__TASK REQUIREMENTS__
Please show all lines of the records that include "woman".

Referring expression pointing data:
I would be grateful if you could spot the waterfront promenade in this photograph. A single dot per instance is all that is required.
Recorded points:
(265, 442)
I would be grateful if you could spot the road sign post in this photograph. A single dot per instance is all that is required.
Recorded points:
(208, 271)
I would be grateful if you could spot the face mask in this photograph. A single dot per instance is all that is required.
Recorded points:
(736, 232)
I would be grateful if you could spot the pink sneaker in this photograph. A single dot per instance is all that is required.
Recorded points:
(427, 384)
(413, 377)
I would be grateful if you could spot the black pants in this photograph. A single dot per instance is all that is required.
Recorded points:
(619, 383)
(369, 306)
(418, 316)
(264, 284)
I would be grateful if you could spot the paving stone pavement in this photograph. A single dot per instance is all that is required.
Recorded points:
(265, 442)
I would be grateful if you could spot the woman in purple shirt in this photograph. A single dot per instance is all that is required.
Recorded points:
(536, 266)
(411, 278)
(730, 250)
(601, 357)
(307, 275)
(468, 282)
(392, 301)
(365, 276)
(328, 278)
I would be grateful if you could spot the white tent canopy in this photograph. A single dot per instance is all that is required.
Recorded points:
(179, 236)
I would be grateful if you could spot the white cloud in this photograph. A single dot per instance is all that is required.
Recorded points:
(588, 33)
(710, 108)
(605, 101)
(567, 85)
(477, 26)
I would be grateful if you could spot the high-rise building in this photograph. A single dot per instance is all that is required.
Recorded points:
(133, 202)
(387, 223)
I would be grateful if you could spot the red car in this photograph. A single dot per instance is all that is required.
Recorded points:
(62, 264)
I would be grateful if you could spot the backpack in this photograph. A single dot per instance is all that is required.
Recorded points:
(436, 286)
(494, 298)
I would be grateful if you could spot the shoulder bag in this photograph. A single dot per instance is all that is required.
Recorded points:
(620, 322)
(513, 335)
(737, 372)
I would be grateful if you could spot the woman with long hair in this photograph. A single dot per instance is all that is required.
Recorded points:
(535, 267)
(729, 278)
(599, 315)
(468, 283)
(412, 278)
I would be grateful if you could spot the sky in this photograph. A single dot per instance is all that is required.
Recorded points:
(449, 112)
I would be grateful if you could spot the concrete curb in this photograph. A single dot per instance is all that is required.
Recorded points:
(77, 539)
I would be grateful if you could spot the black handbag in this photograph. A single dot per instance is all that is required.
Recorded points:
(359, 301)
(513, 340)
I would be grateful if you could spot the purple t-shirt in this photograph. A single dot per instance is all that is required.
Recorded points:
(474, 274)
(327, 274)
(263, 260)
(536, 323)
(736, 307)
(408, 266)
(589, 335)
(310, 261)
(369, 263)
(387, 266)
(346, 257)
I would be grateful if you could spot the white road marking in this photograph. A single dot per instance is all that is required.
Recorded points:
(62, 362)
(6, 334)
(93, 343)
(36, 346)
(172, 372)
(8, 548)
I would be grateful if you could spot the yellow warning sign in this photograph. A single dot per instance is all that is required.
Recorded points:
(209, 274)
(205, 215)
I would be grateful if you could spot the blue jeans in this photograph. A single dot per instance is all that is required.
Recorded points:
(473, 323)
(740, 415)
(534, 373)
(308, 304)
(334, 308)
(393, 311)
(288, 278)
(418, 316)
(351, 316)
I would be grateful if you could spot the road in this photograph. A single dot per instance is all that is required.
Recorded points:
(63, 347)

__SOLUTION TO THIS EXERCISE__
I would be grateful if you could spot the woman in purple shirt in this photograph. A single dot per instance is all that is required.
I would be grateful if you could spot the woman with long hair in this photograph. A single dot per instance is all that is required.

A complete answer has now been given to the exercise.